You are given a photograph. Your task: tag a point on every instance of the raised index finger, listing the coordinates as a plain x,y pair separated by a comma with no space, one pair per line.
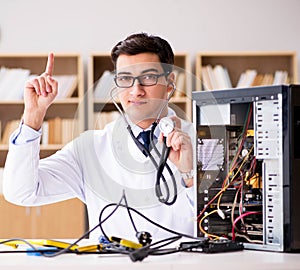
50,64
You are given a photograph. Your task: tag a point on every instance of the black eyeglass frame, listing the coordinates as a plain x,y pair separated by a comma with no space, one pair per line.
139,79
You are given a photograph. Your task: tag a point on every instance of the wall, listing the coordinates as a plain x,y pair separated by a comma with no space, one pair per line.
190,25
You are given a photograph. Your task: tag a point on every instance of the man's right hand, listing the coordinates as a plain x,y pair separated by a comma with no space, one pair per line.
39,94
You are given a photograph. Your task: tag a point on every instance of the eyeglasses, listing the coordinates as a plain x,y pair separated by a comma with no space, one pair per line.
126,81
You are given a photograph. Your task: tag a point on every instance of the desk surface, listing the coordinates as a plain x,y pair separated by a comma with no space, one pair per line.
241,260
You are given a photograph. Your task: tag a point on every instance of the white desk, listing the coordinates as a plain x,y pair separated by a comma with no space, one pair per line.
240,260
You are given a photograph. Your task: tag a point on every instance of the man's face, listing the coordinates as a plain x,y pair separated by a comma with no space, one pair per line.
142,103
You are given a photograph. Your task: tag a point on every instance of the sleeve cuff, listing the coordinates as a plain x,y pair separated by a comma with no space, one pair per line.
24,134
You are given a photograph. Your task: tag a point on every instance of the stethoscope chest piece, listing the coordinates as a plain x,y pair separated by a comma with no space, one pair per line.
166,125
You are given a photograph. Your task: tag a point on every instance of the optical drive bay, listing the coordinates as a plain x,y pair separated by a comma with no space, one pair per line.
248,165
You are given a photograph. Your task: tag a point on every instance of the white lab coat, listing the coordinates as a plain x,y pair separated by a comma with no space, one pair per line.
98,167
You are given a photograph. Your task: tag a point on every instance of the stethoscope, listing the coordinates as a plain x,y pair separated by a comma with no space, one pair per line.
166,126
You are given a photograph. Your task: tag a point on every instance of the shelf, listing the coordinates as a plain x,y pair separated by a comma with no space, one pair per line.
238,62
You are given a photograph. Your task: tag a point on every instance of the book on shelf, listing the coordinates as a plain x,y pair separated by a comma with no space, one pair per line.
216,77
247,78
180,83
67,85
58,130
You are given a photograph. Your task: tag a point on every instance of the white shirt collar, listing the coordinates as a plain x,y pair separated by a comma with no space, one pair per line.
137,130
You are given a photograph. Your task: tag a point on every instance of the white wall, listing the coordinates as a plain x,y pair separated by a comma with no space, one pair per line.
189,25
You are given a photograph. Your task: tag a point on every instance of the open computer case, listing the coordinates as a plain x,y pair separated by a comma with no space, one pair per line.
248,165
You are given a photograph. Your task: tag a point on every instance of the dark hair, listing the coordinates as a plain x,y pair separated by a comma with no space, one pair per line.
141,43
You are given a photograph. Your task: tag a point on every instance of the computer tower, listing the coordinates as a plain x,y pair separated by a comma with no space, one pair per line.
248,165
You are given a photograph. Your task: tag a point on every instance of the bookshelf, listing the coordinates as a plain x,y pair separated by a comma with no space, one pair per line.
100,63
237,63
68,106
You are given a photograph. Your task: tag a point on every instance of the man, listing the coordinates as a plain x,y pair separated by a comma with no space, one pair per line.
100,166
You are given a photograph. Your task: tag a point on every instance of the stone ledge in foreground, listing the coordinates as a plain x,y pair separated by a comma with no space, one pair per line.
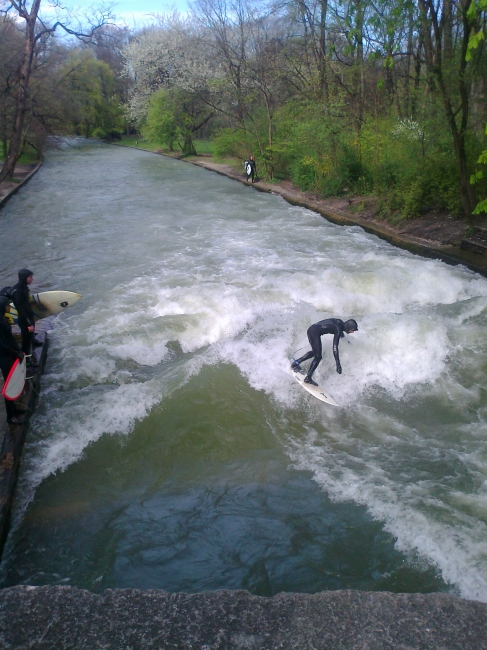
63,617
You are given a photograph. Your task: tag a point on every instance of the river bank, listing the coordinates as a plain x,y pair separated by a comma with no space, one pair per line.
62,617
23,173
435,235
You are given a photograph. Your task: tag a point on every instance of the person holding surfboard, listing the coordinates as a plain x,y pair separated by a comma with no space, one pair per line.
26,321
250,168
9,352
333,326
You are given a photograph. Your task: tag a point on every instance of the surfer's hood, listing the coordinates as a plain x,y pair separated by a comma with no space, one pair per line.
24,274
4,301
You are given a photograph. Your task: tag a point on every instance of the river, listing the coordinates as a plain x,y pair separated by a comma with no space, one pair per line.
172,448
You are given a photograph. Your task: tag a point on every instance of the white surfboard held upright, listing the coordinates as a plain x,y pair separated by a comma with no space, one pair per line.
316,391
48,303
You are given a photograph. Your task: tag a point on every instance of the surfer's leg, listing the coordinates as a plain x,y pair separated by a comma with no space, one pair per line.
305,357
9,405
315,341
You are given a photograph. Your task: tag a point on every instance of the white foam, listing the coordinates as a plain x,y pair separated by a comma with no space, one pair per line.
238,278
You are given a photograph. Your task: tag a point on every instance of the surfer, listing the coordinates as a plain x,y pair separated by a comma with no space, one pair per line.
9,352
21,300
333,326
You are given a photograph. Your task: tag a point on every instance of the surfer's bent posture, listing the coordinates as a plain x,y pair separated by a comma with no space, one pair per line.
9,351
333,326
21,299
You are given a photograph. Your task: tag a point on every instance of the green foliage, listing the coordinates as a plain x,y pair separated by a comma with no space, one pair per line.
411,165
161,124
92,103
173,117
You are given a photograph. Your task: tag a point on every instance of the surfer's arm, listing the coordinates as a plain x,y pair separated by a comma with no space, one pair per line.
336,341
8,344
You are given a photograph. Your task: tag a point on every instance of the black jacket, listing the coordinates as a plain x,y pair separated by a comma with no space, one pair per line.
21,298
9,349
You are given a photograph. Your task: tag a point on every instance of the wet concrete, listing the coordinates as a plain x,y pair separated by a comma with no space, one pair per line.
45,618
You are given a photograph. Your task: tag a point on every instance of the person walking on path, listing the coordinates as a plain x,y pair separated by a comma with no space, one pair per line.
21,300
9,352
333,326
250,168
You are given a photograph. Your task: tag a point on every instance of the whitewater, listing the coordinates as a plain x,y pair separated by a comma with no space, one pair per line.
197,291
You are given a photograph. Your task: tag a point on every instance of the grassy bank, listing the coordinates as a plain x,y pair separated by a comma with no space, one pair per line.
28,157
203,147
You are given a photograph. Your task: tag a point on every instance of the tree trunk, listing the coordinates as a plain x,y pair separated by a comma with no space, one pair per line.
15,146
188,146
432,30
323,57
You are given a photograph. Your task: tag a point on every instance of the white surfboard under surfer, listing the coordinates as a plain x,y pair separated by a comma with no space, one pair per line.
333,326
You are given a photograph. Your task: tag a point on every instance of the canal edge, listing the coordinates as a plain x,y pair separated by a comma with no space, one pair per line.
13,438
452,255
23,182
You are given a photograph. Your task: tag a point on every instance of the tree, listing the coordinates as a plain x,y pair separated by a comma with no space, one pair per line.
171,58
446,30
90,96
36,32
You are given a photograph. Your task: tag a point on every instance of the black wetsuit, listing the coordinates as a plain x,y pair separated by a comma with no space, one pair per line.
9,351
253,169
333,326
21,299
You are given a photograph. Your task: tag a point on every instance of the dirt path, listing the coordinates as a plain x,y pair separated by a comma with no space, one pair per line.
432,235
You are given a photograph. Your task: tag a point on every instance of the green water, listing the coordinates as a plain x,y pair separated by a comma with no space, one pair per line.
172,448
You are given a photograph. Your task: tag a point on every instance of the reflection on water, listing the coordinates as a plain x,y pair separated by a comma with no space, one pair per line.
172,448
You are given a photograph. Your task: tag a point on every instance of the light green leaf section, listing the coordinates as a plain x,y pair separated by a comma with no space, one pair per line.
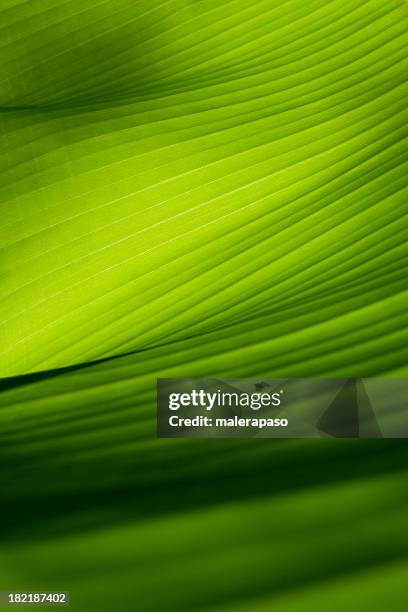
199,188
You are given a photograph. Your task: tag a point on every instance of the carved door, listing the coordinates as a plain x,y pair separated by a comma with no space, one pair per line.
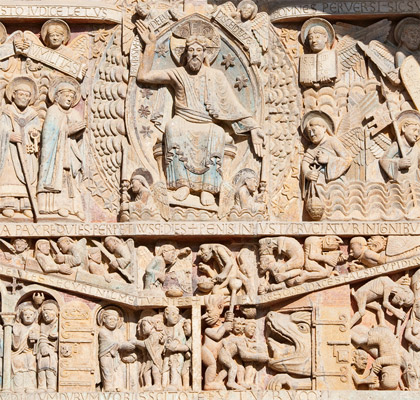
332,357
76,351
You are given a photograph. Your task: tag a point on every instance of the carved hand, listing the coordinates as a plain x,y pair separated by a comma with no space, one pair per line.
400,314
59,258
145,34
258,141
322,157
376,368
332,259
21,45
15,137
77,126
404,163
65,269
313,175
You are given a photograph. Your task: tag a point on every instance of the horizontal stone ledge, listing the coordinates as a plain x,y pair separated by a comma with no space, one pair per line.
81,10
190,229
134,300
292,10
213,395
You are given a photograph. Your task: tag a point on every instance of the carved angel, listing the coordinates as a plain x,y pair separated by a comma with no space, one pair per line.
55,34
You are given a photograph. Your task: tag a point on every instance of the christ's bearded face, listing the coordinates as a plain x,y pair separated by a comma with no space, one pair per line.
195,57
====
# Your goal
Output an exact copy of the lines beginning at the one that holds "carved hand, listing" and running through the final line of the records.

# Correct answer
You are given a photograph. Your task: tag a point on every instance of the carved hand, listing the coordinates as a plain x,y pair separated by a comma with no space, one pair per line.
400,314
59,258
145,34
258,141
322,157
376,368
332,259
21,45
15,137
77,126
404,163
65,269
313,175
You are given a photograph. Your task: tag a point on every instance of the horizontal stone ledge, listing the coordinates as a plain x,y pair separated by a comma with no space, one pair per line.
81,10
190,229
134,300
292,10
213,395
You are given a photograph. Your task: tag a point on every instance of the carved angel, listing the coordinates as a plain x,y pair separated by a comma with no space, one pair per line.
55,34
You are given a photograph. Your task: tag a point on every instance of the christ's bearded face, listing the coordinates as a plain x,y pair separated by a comma with no space, one pair per line.
195,57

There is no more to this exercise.